A series of records:

★ ★ ★ ★ ★

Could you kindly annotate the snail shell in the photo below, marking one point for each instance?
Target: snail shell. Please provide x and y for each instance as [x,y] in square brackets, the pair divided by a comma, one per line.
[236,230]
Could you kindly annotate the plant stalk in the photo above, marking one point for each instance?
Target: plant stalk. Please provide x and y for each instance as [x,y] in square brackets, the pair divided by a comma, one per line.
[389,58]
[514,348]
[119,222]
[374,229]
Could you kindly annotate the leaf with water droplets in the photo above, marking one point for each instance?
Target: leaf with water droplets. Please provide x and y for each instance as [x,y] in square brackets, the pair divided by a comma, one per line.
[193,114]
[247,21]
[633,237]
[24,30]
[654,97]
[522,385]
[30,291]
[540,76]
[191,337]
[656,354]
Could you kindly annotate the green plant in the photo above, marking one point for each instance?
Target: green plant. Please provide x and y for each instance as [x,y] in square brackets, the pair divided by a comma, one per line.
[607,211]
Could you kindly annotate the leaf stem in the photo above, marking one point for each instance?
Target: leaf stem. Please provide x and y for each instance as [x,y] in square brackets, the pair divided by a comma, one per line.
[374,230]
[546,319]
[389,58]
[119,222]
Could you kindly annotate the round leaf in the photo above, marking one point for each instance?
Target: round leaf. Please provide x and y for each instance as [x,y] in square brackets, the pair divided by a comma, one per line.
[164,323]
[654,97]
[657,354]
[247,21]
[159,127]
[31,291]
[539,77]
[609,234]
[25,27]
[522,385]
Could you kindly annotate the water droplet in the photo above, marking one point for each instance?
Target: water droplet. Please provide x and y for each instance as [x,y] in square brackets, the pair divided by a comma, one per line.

★ ★ ★ ★ ★

### Task directions
Lay out all the lines above as a Markdown table with two columns, Row and Line, giving each line its own numbered row and leaving out any blank lines.

### Task solution
| Row | Line |
|---|---|
| 1 | Could you kindly annotate the snail shell in the photo below, marking one point for each instance? |
| 2 | Target: snail shell. Please provide x and y for each instance as [x,y] in square brackets, the pair divided by a comma, one per line. |
| 3 | [236,230] |
| 4 | Could you kindly annotate the plant stalk in the photo above, marking one point for each instance? |
| 5 | Target: plant stalk. Please provide x and y for each instance as [x,y] in square brackets, the pair divided by a comma, one per line. |
| 6 | [389,58] |
| 7 | [514,348] |
| 8 | [119,222] |
| 9 | [374,229] |
| 10 | Could you kindly annotate the leaf with water droplets in the photo above, marking one point for each instance? |
| 11 | Target: leaf with water droplets. Please provide x and y for each instance as [x,y] in square brackets, the pair divided by a comma, one per line. |
| 12 | [193,114] |
| 13 | [247,21] |
| 14 | [633,237] |
| 15 | [24,30] |
| 16 | [654,97] |
| 17 | [522,385] |
| 18 | [30,291] |
| 19 | [540,76] |
| 20 | [191,337] |
| 21 | [656,354] |
| 22 | Could you kindly annotate the green plant in the photo above, marking one point for each instance? |
| 23 | Target: green plant. Please provide x and y for each instance as [x,y] in square brackets, the pair divided by a comma, one per line. |
| 24 | [607,211] |
| 25 | Could you kindly annotate the leaf stem in the photo above, marking one point for each instance? |
| 26 | Target: leaf stem. Please provide x and y for each instance as [x,y] in square brackets, the pair divided by a comma, one per line. |
| 27 | [374,230] |
| 28 | [546,319] |
| 29 | [389,58] |
| 30 | [119,222] |
| 31 | Could you kindly annotate the round leaf in the photo above, marking one point for each instance? |
| 32 | Target: round leaf. Please provide x and y for each instance as [x,y] in square brackets, the pair divided by a comma, one per line. |
| 33 | [164,323] |
| 34 | [654,97] |
| 35 | [657,354] |
| 36 | [247,21] |
| 37 | [159,127] |
| 38 | [31,291] |
| 39 | [539,77] |
| 40 | [609,234] |
| 41 | [25,27] |
| 42 | [522,385] |
| 43 | Could you kindly annotate the water droplet in the photo above, marking one point for each instance? |
| 44 | Target: water droplet. Please provide x and y for each instance as [x,y] in square brackets, the pair divided by a comma, one per line. |